Written task
Set down each of the rows below word for word, leaving every character unchanged.

Information given
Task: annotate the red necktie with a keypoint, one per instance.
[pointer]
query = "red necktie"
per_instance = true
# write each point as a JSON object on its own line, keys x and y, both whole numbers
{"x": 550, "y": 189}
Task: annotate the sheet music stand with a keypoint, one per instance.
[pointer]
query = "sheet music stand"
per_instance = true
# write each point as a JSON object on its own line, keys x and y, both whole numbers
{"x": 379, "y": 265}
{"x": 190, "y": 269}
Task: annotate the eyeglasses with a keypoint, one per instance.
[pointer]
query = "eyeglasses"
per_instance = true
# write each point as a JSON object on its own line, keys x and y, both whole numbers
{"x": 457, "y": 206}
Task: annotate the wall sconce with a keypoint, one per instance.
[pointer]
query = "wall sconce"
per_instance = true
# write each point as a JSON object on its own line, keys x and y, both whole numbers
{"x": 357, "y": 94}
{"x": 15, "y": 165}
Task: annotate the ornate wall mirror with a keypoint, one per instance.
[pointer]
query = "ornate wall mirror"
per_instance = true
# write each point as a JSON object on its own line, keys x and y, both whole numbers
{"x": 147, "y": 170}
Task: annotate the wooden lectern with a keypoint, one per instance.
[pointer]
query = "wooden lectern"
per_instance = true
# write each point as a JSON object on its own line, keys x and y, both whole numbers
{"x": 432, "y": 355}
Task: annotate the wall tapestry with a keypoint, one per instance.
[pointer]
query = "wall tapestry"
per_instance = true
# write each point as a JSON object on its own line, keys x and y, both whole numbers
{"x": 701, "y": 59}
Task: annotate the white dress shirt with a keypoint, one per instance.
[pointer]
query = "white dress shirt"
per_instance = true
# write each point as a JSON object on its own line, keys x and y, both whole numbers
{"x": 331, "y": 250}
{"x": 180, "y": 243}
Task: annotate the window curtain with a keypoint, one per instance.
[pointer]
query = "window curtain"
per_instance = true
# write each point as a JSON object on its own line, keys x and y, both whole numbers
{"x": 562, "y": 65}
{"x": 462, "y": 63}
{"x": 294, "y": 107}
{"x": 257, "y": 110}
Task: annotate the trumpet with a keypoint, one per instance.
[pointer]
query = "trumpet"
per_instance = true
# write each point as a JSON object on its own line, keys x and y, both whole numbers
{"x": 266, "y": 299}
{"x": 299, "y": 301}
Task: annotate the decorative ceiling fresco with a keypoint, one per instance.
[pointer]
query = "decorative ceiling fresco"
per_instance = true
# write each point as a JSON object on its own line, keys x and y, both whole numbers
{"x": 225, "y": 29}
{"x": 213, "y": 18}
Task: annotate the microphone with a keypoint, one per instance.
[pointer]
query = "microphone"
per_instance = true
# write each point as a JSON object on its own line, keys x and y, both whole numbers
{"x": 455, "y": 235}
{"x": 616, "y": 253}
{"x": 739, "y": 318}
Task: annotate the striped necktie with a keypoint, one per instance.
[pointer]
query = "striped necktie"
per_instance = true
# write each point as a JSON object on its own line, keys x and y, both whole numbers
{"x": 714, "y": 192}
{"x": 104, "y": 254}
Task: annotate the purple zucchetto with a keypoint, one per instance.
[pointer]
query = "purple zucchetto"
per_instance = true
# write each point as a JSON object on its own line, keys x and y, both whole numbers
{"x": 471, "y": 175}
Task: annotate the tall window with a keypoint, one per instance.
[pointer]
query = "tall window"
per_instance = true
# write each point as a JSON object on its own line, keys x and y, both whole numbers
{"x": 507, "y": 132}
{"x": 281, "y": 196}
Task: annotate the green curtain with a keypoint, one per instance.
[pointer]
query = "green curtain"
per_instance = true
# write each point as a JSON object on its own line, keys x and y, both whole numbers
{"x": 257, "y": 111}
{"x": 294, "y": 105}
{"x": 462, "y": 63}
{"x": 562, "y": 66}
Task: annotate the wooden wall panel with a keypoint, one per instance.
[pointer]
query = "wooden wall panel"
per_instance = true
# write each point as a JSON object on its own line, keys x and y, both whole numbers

Result of the task
Task: annotate the red necktie with a keypoint, one per instance.
[pointer]
query = "red necktie"
per_instance = true
# write each point as a JSON object on its own line, keys x and y, both whole numbers
{"x": 550, "y": 189}
Task: annotate the sheet music stand with a keypoint, one per instance.
[pointer]
query = "sheet music stand"
per_instance = true
# write each point as a JSON object on its own line, keys x and y, both whole numbers
{"x": 379, "y": 265}
{"x": 190, "y": 269}
Task: annotate the eyeglasses with a keypoint, one per instance.
[pointer]
query = "eyeglasses"
per_instance = true
# write each point as a JSON object on its own line, keys x and y, both whole numbers
{"x": 457, "y": 206}
Task: annotate the wall sconce with a keypoint, one per instance.
[pointer]
query = "wall sconce"
per_instance = true
# write each point as a JSON object on its own line, keys x and y, both whole numbers
{"x": 357, "y": 94}
{"x": 15, "y": 165}
Task: annotate the ornate wall mirror with a keypoint, one per instance.
[pointer]
query = "ornate wall mirror"
per_instance = true
# write each point as a JSON object on its own line, keys x and y, both whole numbers
{"x": 147, "y": 170}
Task: annotate the wooden lectern with a keypoint, one per instance.
[pointer]
query = "wooden lectern"
per_instance = true
# write each point as a JSON object on its own line, keys x and y, both whole numbers
{"x": 432, "y": 355}
Task: annotate the wall tapestry with a keypoint, one per instance.
[pointer]
query = "wall tapestry"
per_instance = true
# write each point as a JSON object on its own line, keys x and y, both whole numbers
{"x": 701, "y": 59}
Task: annotate the white dress shirt with a keypoint, one per instance.
[pointer]
query = "white dress shirt"
per_instance = true
# write each point as a JSON object on its own line, keys x and y, both whole numbers
{"x": 331, "y": 250}
{"x": 180, "y": 243}
Task: annotate the window curtain with a keypoint, one per instance.
[pointer]
query = "window curtain"
per_instance = true
# write each point as a JSON object on its own line, keys x and y, both whole numbers
{"x": 562, "y": 65}
{"x": 462, "y": 63}
{"x": 294, "y": 107}
{"x": 257, "y": 110}
Task: annotate the trumpet with a keypoint, one per instance.
[pointer]
query = "trumpet"
per_instance = true
# write each point as a JSON object on its own line, keys x and y, both whole numbers
{"x": 266, "y": 299}
{"x": 299, "y": 301}
Task: annotate the decorative ceiling fresco with a keypoint, one per instance.
[pointer]
query = "decorative ceiling fresco"
per_instance = true
# write each point as a JSON object on its own line, keys x and y, both whole numbers
{"x": 225, "y": 29}
{"x": 213, "y": 18}
Task: annotate the microphone with a keypoint, one per instance.
[pointer]
query = "microphone"
per_instance = true
# write each point as a JSON object on its own line, keys x and y, both whole numbers
{"x": 455, "y": 235}
{"x": 616, "y": 253}
{"x": 739, "y": 318}
Task: annotate the striped necktie with a keypoint, one per instance.
[pointer]
query = "striped necktie"
per_instance = true
# write each point as a JSON object on its own line, keys x and y, both whole numbers
{"x": 714, "y": 192}
{"x": 104, "y": 254}
Task: annotate the purple zucchetto with a keypoint, one per instance.
[pointer]
query = "purple zucchetto"
per_instance = true
# write each point as a JSON object on its own line, keys x and y, both whole numbers
{"x": 471, "y": 175}
Task: annotate the tall window with a keypoint, one per instance.
[pointer]
query = "tall window"
per_instance = true
# write each point as a JSON object on its own line, keys x and y, both whole numbers
{"x": 507, "y": 132}
{"x": 281, "y": 196}
Task: annotate the green curtain with a keypoint, one per instance.
[pointer]
query = "green curtain"
per_instance = true
# write each point as a JSON object on its own line, keys x and y, both whole numbers
{"x": 257, "y": 111}
{"x": 294, "y": 105}
{"x": 462, "y": 63}
{"x": 562, "y": 66}
Task: annotate the wooden wall panel with a keypoint, one per instance.
[pointer]
query = "wooden wall panel"
per_instance = true
# write each point as a JSON object on its own line, keys x and y, both whole numbers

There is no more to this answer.